(PASSAGE SHOWN Opens)

Monday, March 30, 2009

Citadel Watch: DungeonADay.com

First Watch: Where I introduce the Citadel Watch, i.e. entries which discuss and hopefully bring to your attention some of the websites, books and other sources of inspirations to my campaign and this blog in the form of reviews and general comments. If you would like me to discuss some of the sources brought up in other entries, please don't hesitate to post or email your suggestions. I shall happily oblige.


DungeonADay.com (DAD for short) is a subscription-based website managed by the author of the 3rd edition Dungeon Master's Guide, Return to the Temple of Elemental Evil and numerous titles under his own label, Malhavoc Press (among which such excellent OGL products as the Book of Eldritch Might and Ptolus), Monte Cook.

It offers the development of a megadungeon a few rooms at a time, along with numerous side-offerings, for any of the three subcription plans: $10 a month, $84 as a charter member (i.e. $7 a month until April 10, after which it's likely to become $96, $8 a month) or $27 for a quarterly subscription (i.e. $9 a month).

DAD is actually a pretty good offering for vintage gamers out there, since "Dragon's Delve", the dungeons buried under the ruins of Chordille Keep in the Fallen Duchy, basically is a megadungeon with huge vintage gaming undertones. The dungeons do have a history behind them the players may discover while plundering through their depths, and this history basically explains the presence of various groups and factions within the dungeon, but I could not find a "plot" per se, and by this I mean, Dragon's Delve isn't tainted by some overriding idea of how the game "ought to be played out". The play's the thing, like it was intended to be.

The site of adventuring itself isn't linked to any particular campaign milieu and makes it easy to use in your own games. If you can fit somewhere a fief that would have lost its ruler some time ago and would have later become a wild area for adventurers to explore, you're set.

(PASSAGE SHOWN Closes)
(GIVEN ENTRIES Opens)

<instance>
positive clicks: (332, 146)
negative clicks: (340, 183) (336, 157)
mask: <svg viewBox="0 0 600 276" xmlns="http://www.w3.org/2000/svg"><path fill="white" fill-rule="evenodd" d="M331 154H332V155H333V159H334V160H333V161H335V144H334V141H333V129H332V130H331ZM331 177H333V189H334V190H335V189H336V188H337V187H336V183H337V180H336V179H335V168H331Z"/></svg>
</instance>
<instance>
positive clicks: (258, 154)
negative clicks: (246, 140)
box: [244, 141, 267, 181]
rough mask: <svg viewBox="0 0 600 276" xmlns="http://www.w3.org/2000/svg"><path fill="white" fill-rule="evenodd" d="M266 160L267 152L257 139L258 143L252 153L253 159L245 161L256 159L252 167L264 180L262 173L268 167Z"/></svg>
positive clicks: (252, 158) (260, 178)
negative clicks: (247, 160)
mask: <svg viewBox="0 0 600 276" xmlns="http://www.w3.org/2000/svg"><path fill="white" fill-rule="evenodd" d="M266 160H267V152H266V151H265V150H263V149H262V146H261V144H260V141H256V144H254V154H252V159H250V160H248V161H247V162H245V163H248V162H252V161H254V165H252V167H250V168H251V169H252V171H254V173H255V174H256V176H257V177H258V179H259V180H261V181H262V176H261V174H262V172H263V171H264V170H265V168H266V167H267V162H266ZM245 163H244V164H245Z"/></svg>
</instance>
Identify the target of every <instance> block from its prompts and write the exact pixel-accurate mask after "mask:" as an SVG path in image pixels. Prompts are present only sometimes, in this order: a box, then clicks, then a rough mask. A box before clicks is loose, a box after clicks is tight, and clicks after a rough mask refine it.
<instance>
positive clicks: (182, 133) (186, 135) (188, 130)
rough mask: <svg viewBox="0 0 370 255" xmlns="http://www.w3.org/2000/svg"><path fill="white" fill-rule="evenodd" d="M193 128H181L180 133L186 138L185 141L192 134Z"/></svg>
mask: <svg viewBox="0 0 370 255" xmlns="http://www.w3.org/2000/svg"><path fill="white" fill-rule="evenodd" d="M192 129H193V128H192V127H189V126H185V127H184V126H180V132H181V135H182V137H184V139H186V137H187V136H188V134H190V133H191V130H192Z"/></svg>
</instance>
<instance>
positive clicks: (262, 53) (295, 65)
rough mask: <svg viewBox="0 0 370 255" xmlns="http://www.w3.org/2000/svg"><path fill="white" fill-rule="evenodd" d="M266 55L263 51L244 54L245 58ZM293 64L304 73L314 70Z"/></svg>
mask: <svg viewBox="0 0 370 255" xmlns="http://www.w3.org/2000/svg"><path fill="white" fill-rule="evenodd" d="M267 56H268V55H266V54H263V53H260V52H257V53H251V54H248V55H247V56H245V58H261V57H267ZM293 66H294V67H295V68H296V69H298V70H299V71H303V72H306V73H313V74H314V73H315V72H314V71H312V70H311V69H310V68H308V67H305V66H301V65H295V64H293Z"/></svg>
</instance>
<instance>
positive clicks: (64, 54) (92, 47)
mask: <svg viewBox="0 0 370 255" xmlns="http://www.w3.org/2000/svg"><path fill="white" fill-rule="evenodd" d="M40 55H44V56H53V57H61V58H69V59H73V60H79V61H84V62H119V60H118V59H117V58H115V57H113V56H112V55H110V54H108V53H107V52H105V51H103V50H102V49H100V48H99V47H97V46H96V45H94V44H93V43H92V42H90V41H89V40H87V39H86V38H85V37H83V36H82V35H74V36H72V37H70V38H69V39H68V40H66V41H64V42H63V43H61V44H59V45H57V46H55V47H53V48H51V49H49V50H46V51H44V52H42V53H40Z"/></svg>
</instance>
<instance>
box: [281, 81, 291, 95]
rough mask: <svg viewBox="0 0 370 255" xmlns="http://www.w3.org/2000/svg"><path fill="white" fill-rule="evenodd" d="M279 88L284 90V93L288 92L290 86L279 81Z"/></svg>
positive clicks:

(GIVEN ENTRIES Closes)

| PROBLEM DETAILS |
According to the DungeonADay.com review, why is the site a good offering for vintage gamers?

| SOLUTION TO THE EXERCISE |
The review says that "Dragon's Delve," the dungeons buried under the ruins of Chordille Keep in the Fallen Duchy, is basically a megadungeon with huge vintage gaming undertones.